======== Document text

Story of our Remembered Hero, Morag MacLean, written by her partner, Jonathan, with the help of kids, Finn and Caleb
It’s still hard to believe that Morag isn’t with us anymore, even though it’s been 5 years since we lost her, just 12 short months after she was diagnosed with acute myeloid leukemia (AML). She was an amazing mum, partner, sister, friend, and colleague, and an irreplaceable part of our lives.
Morag grew up in Ontario with her sister Anne, part of a close family with their parents Moira and Ian. After studying at York University and briefly practicing family law, Morag shifted her career to legal publishing and education, a change that eventually brought her to Vancouver.
Like so many newcomers to BC, Morag embraced the outdoors – she was an avid competitive rower, cross-country skier, hiker, and kayaker. Over the years, she racked up many adventures, close friendships, and fond memories. Morag and I met when I arrived in Vancouver from the UK, and a few years later we were thrilled to create an instant – if somewhat exhausting – family when twins, Finn and Caleb were born. Morag’s energy, sharp wit, and love carried us through many sleepless nights and joyful moments.
Our full family and professional lives had moved on a decade when the unimaginable hit in 2017. One day we were figuring out Morag’s low energy levels with a GP, and seemingly the next she had been admitted to the leukemia unit at Vancouver General Hospital and had begun chemotherapy. The diagnosis of AML floored everyone, but she began treatment with determination, incredible support, and hope.
However, as it does for too many, that journey went far from plan. One unsuccessful course of chemo led to another, and then the stark reality of a terminal prognosis for treatment-resistant AML just 5 short months after diagnosis. Those days – and the many heartbreaking conversations with kids, family, and close friends – will stay with us forever.
Seemingly out of options, it was then that we were able to connect with one of LLS’s clinical nurse navigators, Alissa. She worked tirelessly for Morag, tracking down every potential clinical trial across North America, connecting with researchers, and organizing calls and appointments. Amazingly, Morag was connected with the blood cancer team at the US National Institute for Health, NIH, in Washington DC, and again, within days, she was in treatment, part of a unique clinical trial.

================
======== Excerpted records

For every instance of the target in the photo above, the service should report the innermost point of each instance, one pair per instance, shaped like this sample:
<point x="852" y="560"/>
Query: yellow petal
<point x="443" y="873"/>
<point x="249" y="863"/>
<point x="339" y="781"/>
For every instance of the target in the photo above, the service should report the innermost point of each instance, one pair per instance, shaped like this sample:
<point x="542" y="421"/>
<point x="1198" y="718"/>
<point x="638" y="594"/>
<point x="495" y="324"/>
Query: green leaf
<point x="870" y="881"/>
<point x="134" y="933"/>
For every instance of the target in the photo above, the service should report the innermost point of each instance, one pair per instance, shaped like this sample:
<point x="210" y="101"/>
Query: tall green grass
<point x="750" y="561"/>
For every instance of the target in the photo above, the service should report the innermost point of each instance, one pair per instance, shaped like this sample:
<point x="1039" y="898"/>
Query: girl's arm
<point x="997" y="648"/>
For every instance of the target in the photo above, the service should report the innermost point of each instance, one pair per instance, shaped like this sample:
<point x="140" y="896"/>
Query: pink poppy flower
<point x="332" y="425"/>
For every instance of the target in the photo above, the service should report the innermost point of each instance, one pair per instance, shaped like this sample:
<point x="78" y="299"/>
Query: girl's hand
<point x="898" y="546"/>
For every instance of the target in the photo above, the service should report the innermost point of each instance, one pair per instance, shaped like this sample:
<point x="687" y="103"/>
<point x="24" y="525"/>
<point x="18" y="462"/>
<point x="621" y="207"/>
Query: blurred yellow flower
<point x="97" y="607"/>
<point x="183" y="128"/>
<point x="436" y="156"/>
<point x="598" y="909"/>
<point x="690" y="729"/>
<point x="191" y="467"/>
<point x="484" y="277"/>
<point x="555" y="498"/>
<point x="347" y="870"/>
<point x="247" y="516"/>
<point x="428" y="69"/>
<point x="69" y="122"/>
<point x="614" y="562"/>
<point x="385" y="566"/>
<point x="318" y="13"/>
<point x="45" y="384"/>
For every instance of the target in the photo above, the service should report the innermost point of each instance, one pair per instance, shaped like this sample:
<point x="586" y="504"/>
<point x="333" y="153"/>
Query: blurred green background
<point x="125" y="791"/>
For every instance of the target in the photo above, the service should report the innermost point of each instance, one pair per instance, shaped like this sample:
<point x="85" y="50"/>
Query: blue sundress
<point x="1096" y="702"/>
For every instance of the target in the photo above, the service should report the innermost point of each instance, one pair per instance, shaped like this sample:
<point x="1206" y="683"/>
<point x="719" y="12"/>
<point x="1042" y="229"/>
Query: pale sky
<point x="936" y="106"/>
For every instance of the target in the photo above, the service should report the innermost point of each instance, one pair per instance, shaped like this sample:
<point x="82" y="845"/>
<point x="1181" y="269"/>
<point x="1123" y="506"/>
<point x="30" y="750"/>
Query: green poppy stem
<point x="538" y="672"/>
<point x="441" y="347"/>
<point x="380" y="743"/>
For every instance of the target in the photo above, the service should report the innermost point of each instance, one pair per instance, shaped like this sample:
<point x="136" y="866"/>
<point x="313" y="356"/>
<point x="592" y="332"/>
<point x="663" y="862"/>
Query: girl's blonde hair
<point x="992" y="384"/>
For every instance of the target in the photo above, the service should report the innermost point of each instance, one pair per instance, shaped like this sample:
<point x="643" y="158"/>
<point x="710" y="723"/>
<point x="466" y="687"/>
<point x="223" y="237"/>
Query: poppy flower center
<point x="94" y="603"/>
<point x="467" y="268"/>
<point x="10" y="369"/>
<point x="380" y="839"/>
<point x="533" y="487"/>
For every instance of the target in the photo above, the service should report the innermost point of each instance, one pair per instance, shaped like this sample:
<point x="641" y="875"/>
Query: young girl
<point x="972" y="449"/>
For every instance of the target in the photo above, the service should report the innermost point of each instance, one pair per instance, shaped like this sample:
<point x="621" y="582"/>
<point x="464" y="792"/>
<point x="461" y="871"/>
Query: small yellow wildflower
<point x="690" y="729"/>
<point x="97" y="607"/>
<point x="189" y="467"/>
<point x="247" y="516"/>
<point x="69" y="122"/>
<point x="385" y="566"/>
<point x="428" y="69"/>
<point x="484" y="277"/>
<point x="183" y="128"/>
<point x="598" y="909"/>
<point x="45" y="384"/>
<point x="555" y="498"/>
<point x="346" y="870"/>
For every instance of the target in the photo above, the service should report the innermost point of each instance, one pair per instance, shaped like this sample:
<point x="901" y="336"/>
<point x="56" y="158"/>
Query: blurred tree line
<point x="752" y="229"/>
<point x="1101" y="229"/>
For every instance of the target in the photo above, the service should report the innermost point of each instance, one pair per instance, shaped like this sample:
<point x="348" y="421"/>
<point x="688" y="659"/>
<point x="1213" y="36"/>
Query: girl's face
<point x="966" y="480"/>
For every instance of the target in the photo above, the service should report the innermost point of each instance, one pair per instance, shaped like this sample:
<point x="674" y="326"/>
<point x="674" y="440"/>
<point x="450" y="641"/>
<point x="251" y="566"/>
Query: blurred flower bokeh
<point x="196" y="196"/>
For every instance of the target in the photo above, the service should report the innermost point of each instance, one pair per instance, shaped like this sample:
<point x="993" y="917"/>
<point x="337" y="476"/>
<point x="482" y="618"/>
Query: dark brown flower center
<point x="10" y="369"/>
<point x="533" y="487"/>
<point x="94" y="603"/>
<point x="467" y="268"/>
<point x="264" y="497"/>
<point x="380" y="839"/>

================

■ **Study questions**
1 - Answer these questions from the story of Morag MacLean:
(a) Which university did Morag attend?
(b) Which hospital's leukemia unit admitted her after the visits with her GP?
(c) What was the name of the LLS clinical nurse navigator?
2 - Extend the story of Morag MacLean by continuing it from its last sentence.
The records come from a separate source.

■ **Written answers**
1 -
(a) York University
(b) Vancouver General Hospital
(c) Alissa

2 -
The summer and fall of 2018 holds intense memories for our family. We decamped to DC, supported by amazing kindness and the generosity of strangers and friends alike to find a home to stay in, activities for our kids, and incredible emotional support. There was stress and worry, but also fun, amazing sights and museums, and – on Morag’s strict instructions – no limits on ice cream!
Morag died a few months later, back in Vancouver surrounded by family and close friends, almost a year to the day after her diagnosis. Even though there was no fairy tale ending to her particular story, what Alissa, and the team at NIH, gave us was not just hope and a few more precious months together as a family, but the comfort and reassurance that absolutely no option had been left untried.
I often reflect on our privilege and good fortune to even have been able to think about setting out on that last adventure. However, even with all those advantages, nothing would have been possible without Alissa, LLS, and the those who fund their work. As a dad trying to support 11-year-olds – now incredible teens embarking on their own life journeys – come to terms with unimaginable loss, that has been more of a comfort than I can put into words. We’ll be forever grateful.
I wish that clinical trial had been Morag’s answer, but we know that research is a long and winding trail. In the end though, if Morag’s participation and contribution to just one clinical trial among thousands adds a single brick to that path toward a new and effective treatment option for this awful disease, we’ll celebrate that with joy and pride alongside those whose lives will be helped and extended.